--- Text section Enclosed Below ---

India’s Olympic gold medal shooter Abhinav Bindra told Global Sports Week Paris today that it would be better for his country to focus on hosting the Youth Olympic Games before pursuing ambitions to hold the Olympics and Paralympics.
Asked by insidethegames founding editor Duncan Mackay what his views were on recent speculation that India might bid for the 2032 Games, Bindra - who became India’s only individual Olympic champion when he won the men’s 10-meter air rifle event at the 2008 Beijing Games - responded: "I think there has been a lot of talk.
"On a personal level I believe India would do really well as a host of the Youth Olympic Games.
"Because I think that would leave a meaningful legacy for sport in India, because what we really need to see investment infiltrating down into grassroots level sport.
"And the Youth Olympic Games will be an opportunity for that investment to happen, when we start focusing on younger athletes.
"Of course the Olympic Games would be a great thing, and I am quite sure it will happen in my lifetime.
"But I think we would make a great start if we can perhaps focus on the Youth Olympic Games."
Indian Olympic Association (IOA) President Narinder Batra claimed last month that the country's potential bid for the 2032 Olympic and Paralympic Games would not be revived until at least the first quarter of next year after it was put on hold because of the coronavirus crisis.
Batra told The New Indian Express the nation was "still keen" on entering the race for the 2032 Games, although he admitted plans remained at a "standstill" due to the COVID-19 pandemic.
Asked why he thought he was the only person to have earned an individual Olympic gold given India’s population of 1.3 billion, Bindra, speaking on a live link from India, said more could be done to encourage participation in sport in India.

--- End of Enclosed Text section ---

Work to complete >> From the article on Abhinav Bindra and India's Olympic hosting ambitions, return the stretch from "Asked by insidethegames" through "of the Youth Olympic Games.", copied word for word. Rely only on the text above for what follows.

--- Data extracts Enclosed Below ---

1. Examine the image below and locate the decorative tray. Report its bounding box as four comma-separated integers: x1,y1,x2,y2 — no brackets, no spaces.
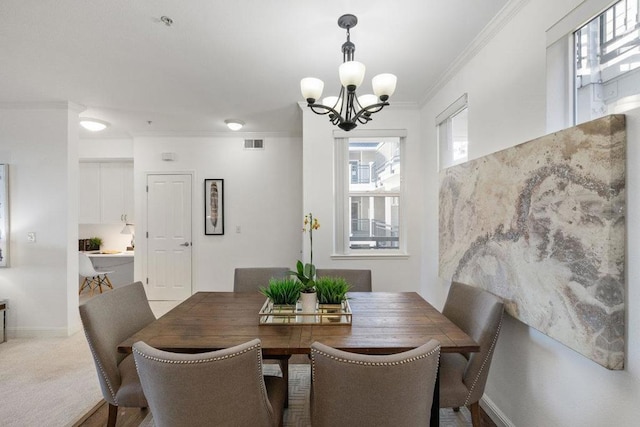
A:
258,298,352,326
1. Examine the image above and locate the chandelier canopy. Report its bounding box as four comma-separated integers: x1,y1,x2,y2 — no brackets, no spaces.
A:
300,14,397,131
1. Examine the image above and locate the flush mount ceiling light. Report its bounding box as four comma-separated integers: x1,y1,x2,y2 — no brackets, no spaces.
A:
224,119,244,130
80,117,109,132
300,14,397,131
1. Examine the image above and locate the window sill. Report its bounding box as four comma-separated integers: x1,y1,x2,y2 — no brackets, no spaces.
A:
330,252,410,260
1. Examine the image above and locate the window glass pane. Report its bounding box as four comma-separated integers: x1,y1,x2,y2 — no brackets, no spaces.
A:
438,106,469,169
344,137,401,252
574,0,640,123
349,196,400,249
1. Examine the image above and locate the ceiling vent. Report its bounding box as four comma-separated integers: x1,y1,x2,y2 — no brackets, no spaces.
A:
244,139,264,150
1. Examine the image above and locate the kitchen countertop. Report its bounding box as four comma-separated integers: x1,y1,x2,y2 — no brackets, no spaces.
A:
84,251,134,258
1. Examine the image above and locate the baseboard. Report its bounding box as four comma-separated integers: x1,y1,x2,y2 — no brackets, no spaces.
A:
7,328,73,339
480,394,515,427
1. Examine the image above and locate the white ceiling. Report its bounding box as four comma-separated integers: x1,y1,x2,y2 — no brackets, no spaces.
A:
0,0,507,137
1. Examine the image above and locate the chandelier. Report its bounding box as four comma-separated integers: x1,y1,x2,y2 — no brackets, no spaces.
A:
300,14,397,131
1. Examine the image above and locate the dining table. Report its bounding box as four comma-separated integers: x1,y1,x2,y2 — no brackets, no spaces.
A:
118,292,480,426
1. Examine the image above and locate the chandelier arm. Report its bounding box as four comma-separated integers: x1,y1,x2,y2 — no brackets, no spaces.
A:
307,104,340,116
352,102,389,123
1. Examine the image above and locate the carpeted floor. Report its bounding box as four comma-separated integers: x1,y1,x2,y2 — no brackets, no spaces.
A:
0,332,102,427
0,303,471,427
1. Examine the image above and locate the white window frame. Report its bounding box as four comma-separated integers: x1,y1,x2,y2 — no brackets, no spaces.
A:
546,0,636,133
436,93,469,170
331,129,408,259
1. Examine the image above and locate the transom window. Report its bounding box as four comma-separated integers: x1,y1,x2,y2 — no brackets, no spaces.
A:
574,0,640,123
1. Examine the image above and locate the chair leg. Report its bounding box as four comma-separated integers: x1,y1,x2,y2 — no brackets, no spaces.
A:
104,274,113,289
469,402,480,427
78,277,87,295
94,276,102,293
107,403,118,427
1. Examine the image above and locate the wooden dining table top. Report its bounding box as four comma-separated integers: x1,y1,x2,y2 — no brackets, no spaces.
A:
118,292,480,357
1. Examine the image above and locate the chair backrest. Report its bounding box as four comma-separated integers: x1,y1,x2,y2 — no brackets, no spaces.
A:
233,267,289,292
80,282,156,405
133,339,274,427
316,268,371,292
311,340,440,427
78,252,99,277
442,282,504,402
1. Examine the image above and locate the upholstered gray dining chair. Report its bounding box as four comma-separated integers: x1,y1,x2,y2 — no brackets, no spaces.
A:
80,282,155,426
133,339,287,427
440,282,504,427
233,267,289,292
316,268,371,292
311,340,440,427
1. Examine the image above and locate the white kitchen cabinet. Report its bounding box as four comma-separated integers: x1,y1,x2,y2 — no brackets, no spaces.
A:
100,163,133,224
78,162,134,224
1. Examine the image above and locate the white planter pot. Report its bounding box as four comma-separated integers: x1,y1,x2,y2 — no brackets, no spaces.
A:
300,292,318,323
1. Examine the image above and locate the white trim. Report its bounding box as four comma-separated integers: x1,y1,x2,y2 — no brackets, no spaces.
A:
480,394,515,427
546,0,619,47
436,93,469,126
131,131,302,139
7,326,80,340
333,129,407,139
420,0,529,106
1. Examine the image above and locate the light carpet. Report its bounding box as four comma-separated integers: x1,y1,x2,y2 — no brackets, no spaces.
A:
0,332,102,427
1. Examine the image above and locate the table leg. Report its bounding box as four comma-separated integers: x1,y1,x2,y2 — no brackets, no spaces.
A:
278,356,291,408
429,366,440,427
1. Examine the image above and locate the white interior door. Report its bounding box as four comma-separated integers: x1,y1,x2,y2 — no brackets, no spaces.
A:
147,175,192,301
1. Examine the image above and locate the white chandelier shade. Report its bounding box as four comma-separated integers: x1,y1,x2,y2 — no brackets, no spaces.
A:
300,14,397,131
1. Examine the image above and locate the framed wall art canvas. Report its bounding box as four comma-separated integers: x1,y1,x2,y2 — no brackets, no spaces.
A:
0,164,9,267
204,179,224,235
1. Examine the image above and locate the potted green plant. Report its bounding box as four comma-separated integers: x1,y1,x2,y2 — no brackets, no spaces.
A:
258,278,302,312
316,277,351,306
316,277,351,322
89,237,102,251
289,213,320,313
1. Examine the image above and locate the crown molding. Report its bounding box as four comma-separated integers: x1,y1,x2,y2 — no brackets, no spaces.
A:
131,131,302,139
420,0,530,106
0,101,87,113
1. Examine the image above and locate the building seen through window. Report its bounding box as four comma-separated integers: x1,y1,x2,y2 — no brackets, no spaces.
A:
348,138,401,250
574,0,640,124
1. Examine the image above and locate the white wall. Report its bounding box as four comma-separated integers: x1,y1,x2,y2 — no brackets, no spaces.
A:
300,100,424,291
0,103,80,337
134,134,302,292
422,0,640,426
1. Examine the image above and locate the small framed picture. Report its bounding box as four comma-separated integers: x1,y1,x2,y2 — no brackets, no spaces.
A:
204,179,224,235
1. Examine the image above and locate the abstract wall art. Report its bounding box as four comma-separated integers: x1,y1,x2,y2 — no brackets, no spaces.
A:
439,115,626,369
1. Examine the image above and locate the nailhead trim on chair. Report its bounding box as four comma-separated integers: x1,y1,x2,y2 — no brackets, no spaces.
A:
311,346,440,375
133,344,273,417
464,314,504,406
84,330,119,406
133,345,260,365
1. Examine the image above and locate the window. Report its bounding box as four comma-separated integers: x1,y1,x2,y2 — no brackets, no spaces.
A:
573,0,640,124
436,94,469,169
336,136,404,255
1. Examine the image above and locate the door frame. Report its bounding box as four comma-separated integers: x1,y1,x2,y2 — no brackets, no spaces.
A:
134,170,192,295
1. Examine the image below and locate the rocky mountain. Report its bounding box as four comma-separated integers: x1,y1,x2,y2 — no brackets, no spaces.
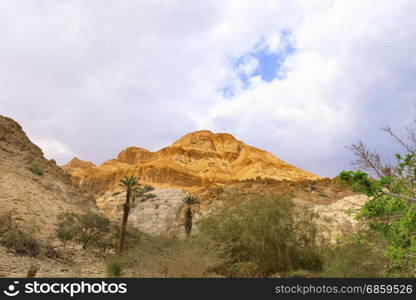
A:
62,130,319,192
0,115,97,236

--- End of Enclosed Data extracts ---

Finished task >>
Asked by insidethegames founding editor Duncan Mackay what his views were on recent speculation that India might bid for the 2032 Games, Bindra - who became India’s only individual Olympic champion when he won the men’s 10-meter air rifle event at the 2008 Beijing Games - responded: "I think there has been a lot of talk.
"On a personal level I believe India would do really well as a host of the Youth Olympic Games.